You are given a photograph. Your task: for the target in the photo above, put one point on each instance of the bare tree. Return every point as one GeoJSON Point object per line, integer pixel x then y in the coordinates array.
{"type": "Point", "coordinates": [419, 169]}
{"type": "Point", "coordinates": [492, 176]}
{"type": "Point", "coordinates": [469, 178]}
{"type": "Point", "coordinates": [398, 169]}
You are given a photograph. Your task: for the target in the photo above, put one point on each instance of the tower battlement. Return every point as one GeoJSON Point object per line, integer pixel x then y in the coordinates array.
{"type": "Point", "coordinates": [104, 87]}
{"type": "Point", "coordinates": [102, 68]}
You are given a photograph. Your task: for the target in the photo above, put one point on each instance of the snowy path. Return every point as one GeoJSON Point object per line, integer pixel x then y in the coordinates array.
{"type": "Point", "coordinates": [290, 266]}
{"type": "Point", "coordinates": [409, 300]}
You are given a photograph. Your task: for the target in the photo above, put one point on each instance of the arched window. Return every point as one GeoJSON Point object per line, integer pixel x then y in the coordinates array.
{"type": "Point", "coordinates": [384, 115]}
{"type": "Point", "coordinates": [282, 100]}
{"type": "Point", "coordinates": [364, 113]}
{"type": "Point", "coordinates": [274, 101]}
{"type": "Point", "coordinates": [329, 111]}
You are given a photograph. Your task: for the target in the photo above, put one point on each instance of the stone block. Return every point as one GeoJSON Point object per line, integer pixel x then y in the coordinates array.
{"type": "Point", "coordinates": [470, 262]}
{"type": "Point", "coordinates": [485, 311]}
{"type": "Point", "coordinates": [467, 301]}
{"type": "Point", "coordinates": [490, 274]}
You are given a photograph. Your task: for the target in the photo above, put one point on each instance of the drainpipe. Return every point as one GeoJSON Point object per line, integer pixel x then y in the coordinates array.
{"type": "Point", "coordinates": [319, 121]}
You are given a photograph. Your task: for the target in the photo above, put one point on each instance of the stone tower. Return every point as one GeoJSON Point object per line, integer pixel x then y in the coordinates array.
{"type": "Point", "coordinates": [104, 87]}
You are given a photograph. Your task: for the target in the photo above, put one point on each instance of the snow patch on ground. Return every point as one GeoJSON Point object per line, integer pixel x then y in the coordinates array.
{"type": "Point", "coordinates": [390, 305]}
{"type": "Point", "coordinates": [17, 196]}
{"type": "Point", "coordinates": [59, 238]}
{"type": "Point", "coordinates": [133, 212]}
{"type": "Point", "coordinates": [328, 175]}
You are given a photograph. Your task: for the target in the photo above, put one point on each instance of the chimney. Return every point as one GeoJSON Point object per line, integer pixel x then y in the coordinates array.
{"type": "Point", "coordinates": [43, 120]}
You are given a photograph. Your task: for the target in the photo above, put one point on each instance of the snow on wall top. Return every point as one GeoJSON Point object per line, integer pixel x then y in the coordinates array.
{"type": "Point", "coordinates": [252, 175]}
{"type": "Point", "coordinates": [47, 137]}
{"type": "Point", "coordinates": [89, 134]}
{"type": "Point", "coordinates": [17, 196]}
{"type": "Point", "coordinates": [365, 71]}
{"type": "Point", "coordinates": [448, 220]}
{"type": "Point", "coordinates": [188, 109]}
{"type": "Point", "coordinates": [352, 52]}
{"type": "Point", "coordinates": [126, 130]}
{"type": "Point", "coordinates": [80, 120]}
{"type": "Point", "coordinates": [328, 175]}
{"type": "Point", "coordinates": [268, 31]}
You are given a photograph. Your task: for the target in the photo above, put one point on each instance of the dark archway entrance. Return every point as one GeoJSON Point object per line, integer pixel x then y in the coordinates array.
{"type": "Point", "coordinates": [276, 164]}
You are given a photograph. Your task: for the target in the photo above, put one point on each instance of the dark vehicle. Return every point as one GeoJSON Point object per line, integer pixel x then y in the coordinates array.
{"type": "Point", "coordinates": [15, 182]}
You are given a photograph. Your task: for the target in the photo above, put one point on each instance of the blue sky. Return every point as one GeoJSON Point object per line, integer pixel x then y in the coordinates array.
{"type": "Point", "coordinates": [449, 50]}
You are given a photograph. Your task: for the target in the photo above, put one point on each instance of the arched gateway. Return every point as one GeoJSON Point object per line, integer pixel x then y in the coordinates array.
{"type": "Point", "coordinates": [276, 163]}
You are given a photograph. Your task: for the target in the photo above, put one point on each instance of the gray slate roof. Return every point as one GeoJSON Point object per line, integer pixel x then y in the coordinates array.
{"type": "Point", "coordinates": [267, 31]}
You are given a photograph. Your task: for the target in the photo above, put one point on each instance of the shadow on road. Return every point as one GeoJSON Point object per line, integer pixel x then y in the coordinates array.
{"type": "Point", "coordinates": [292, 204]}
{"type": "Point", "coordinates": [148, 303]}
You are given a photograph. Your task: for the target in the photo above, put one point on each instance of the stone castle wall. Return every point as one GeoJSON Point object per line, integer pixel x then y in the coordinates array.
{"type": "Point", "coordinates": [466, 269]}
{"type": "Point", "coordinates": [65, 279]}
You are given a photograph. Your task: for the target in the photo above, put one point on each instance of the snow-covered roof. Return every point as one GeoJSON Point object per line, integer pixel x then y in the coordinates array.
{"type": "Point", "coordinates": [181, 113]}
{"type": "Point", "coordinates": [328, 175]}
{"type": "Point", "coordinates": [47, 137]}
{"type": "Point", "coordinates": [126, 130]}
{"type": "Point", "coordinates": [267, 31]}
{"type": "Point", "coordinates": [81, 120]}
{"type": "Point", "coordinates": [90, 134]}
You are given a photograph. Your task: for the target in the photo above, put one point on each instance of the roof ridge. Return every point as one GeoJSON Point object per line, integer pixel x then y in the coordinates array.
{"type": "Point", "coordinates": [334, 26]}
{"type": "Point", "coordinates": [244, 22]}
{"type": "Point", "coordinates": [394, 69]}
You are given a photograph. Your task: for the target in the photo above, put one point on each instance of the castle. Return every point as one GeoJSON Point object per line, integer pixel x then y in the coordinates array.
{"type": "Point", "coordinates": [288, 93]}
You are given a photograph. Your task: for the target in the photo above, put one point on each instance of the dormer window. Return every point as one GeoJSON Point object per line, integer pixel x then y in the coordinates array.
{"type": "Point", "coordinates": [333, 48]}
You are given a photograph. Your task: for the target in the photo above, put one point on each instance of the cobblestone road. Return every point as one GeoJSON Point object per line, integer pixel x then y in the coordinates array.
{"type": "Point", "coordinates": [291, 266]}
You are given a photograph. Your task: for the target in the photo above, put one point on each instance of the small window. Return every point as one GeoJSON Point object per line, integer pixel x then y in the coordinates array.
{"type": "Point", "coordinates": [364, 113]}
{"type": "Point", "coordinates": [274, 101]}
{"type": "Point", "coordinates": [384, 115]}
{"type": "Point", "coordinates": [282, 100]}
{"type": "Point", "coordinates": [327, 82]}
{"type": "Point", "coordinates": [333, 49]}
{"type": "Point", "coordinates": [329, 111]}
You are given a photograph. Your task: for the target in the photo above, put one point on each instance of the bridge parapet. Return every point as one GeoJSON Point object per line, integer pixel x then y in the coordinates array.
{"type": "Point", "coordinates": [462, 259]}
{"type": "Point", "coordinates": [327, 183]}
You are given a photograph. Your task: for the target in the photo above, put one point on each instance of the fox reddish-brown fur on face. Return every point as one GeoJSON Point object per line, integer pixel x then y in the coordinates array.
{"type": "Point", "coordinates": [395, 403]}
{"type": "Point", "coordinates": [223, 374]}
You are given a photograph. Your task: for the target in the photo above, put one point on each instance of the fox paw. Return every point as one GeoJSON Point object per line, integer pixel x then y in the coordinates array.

◆ **Problem statement**:
The listing above has to be repeated exactly, down to the last line.

◆ **Response below**:
You are given a photograph. Your task: for the target in the photo above, put one point on each instance of the bare tree. Return every point as one GeoJSON Point object per line, integer pixel x then y in the coordinates array.
{"type": "Point", "coordinates": [419, 169]}
{"type": "Point", "coordinates": [492, 176]}
{"type": "Point", "coordinates": [469, 178]}
{"type": "Point", "coordinates": [398, 169]}
You are given a photograph. Your task: for the target in the photo above, put one point on each instance of the tower battlement. Return every point as one GeoJSON Point object per line, integer pixel x then y in the coordinates array.
{"type": "Point", "coordinates": [104, 87]}
{"type": "Point", "coordinates": [102, 68]}
You are given a photograph. Your task: for the target in the photo above, put one point on each instance of the snowy path. Return every point as one GeoJSON Point object per line, integer pixel x then y in the coordinates array.
{"type": "Point", "coordinates": [290, 266]}
{"type": "Point", "coordinates": [409, 300]}
You are given a photograph. Your task: for the target in the photo above, put one point on each instance of the arched window. Return every point as one GeoJSON Point object per line, integer pixel x then y in the coordinates array.
{"type": "Point", "coordinates": [384, 115]}
{"type": "Point", "coordinates": [282, 100]}
{"type": "Point", "coordinates": [364, 113]}
{"type": "Point", "coordinates": [274, 101]}
{"type": "Point", "coordinates": [329, 111]}
You are given a photograph. Your task: for the target in the photo above, put one point on each instance of the stone block. Return every point as one GeoJSON Point object per line, integer pixel x then y in the coordinates array.
{"type": "Point", "coordinates": [470, 262]}
{"type": "Point", "coordinates": [485, 311]}
{"type": "Point", "coordinates": [467, 301]}
{"type": "Point", "coordinates": [490, 274]}
You are given a photograph. Your task: for the target in the photo above, put one point on each instance of the drainpipe. Return every point as one GeoJSON Point object per line, integer pixel x then y in the coordinates array.
{"type": "Point", "coordinates": [319, 121]}
You are given a photograph. Your task: for the target in the photo above, put one point on each instance of the stone tower. Return every point as one GeoJSON Point object per line, integer pixel x then y in the coordinates array.
{"type": "Point", "coordinates": [104, 87]}
You are given a photograph. Your task: for the target in the photo above, put one point on each instance of the snow patch on ground. Return every point as one GeoJSON Point object per line, integer pixel x then y in the coordinates array.
{"type": "Point", "coordinates": [390, 305]}
{"type": "Point", "coordinates": [17, 196]}
{"type": "Point", "coordinates": [59, 238]}
{"type": "Point", "coordinates": [133, 212]}
{"type": "Point", "coordinates": [328, 175]}
You are given a photograph. Your task: for the target in the photo above, put one point on each instance of the chimney. Return every point as one GeoJSON Point object per line, integer pixel x then y in the coordinates array.
{"type": "Point", "coordinates": [43, 120]}
You are given a photograph. Your task: for the target in the photo above, put one point on each instance of the snow on wall top. Return every point as one GeoJSON Point object per line, integer pixel x then y in the coordinates array.
{"type": "Point", "coordinates": [252, 175]}
{"type": "Point", "coordinates": [47, 137]}
{"type": "Point", "coordinates": [89, 134]}
{"type": "Point", "coordinates": [17, 196]}
{"type": "Point", "coordinates": [365, 71]}
{"type": "Point", "coordinates": [448, 220]}
{"type": "Point", "coordinates": [188, 109]}
{"type": "Point", "coordinates": [352, 52]}
{"type": "Point", "coordinates": [126, 130]}
{"type": "Point", "coordinates": [80, 120]}
{"type": "Point", "coordinates": [328, 175]}
{"type": "Point", "coordinates": [268, 31]}
You are given a photograph. Your task: for the target in the photo above, put one point on each instance of the dark archway entrance. Return every point as one GeoJSON Point object per line, integer pixel x then y in the coordinates array.
{"type": "Point", "coordinates": [276, 164]}
You are given a photograph. Your task: for the target in the photo above, put one point on each instance of the dark vehicle. Return every point as one GeoJSON Point object per line, integer pixel x then y in the coordinates array.
{"type": "Point", "coordinates": [15, 182]}
You are given a photograph. Your task: for the target in the photo above, put one point on each instance of the blue sky. Return every point as one GeoJSON Point object per line, integer pixel x then y in the coordinates array.
{"type": "Point", "coordinates": [449, 50]}
You are given a photograph. Your task: for the target in the photo above, put one point on each instance of the arched gateway. Return every point as one GeoJSON Point object per line, integer pixel x then y in the coordinates array.
{"type": "Point", "coordinates": [276, 163]}
You are given a photograph. Your task: for the target in the photo above, put one point on each instance of the gray slate roof. Return every point as one GeoJSON Point object per line, integer pixel x then y in the coordinates array.
{"type": "Point", "coordinates": [267, 31]}
You are given a photograph. Your task: for the target in the photo above, put one point on each instance of the shadow on road. Return every point as one GeoJSON Point object per line, integer pixel x then y in the coordinates array.
{"type": "Point", "coordinates": [292, 204]}
{"type": "Point", "coordinates": [148, 303]}
You are given a photograph. Your task: for the target in the photo above, put one point on each instance of the stone castle wall. Return every point as one GeoJSON Point object per line, integer pixel x then y in the coordinates array.
{"type": "Point", "coordinates": [466, 269]}
{"type": "Point", "coordinates": [65, 279]}
You are given a photograph. Your task: for the target in the photo above, put one point on each instance of the snow-covered roof. Return every point as one GeoJSON Point object per line, integer pixel x then y in the coordinates array.
{"type": "Point", "coordinates": [181, 113]}
{"type": "Point", "coordinates": [328, 175]}
{"type": "Point", "coordinates": [47, 137]}
{"type": "Point", "coordinates": [126, 130]}
{"type": "Point", "coordinates": [267, 31]}
{"type": "Point", "coordinates": [81, 120]}
{"type": "Point", "coordinates": [90, 134]}
You are given a photograph. Your task: for the target in the photo above, put one point on each instance of the roof ridge. Return every point as one GeoJSON Point object per line, integer pixel x then y in the coordinates array.
{"type": "Point", "coordinates": [334, 26]}
{"type": "Point", "coordinates": [244, 22]}
{"type": "Point", "coordinates": [394, 69]}
You are given a photograph. Your task: for the target in the photo above, put one point on each instance of the castle. Return every point as one GeoJSON Point object per line, integer pixel x then y in the coordinates array.
{"type": "Point", "coordinates": [288, 93]}
You are given a photograph. Your task: for the target in the photo above, put one point on each instance of the dormer window. Return every point as one GeoJSON Point object per line, integer pixel x then y in the coordinates array.
{"type": "Point", "coordinates": [333, 48]}
You are given a photograph. Your task: for the target in the photo above, put one point on each instance of the cobblestone road. Return every point as one GeoJSON Point object per line, integer pixel x then y in the coordinates array.
{"type": "Point", "coordinates": [291, 266]}
You are given a photograph. Your task: for the target in the photo above, put one point on each instance of the small window. Return every point as one GeoJSON Point object per line, integer pixel x then y in the coordinates array.
{"type": "Point", "coordinates": [364, 113]}
{"type": "Point", "coordinates": [274, 101]}
{"type": "Point", "coordinates": [384, 115]}
{"type": "Point", "coordinates": [282, 100]}
{"type": "Point", "coordinates": [327, 82]}
{"type": "Point", "coordinates": [333, 49]}
{"type": "Point", "coordinates": [329, 111]}
You are given a photograph. Your task: for the target in the photo above, put one point on each instance of the bridge parapet. Return every point as one GeoJSON Point object per line, integer pixel x then y in the coordinates array.
{"type": "Point", "coordinates": [462, 259]}
{"type": "Point", "coordinates": [327, 183]}
You are given a photograph. Your task: for the target in the photo above, put one point on each instance of the fox reddish-brown fur on face. Return every point as one GeoJSON Point object per line, integer pixel x then y in the coordinates array.
{"type": "Point", "coordinates": [395, 403]}
{"type": "Point", "coordinates": [223, 374]}
You are given a photograph. Your task: for the target in the photo above, put one point on each instance of the fox paw. Return every point as one GeoJSON Point object per line, integer pixel x then y in the coordinates array.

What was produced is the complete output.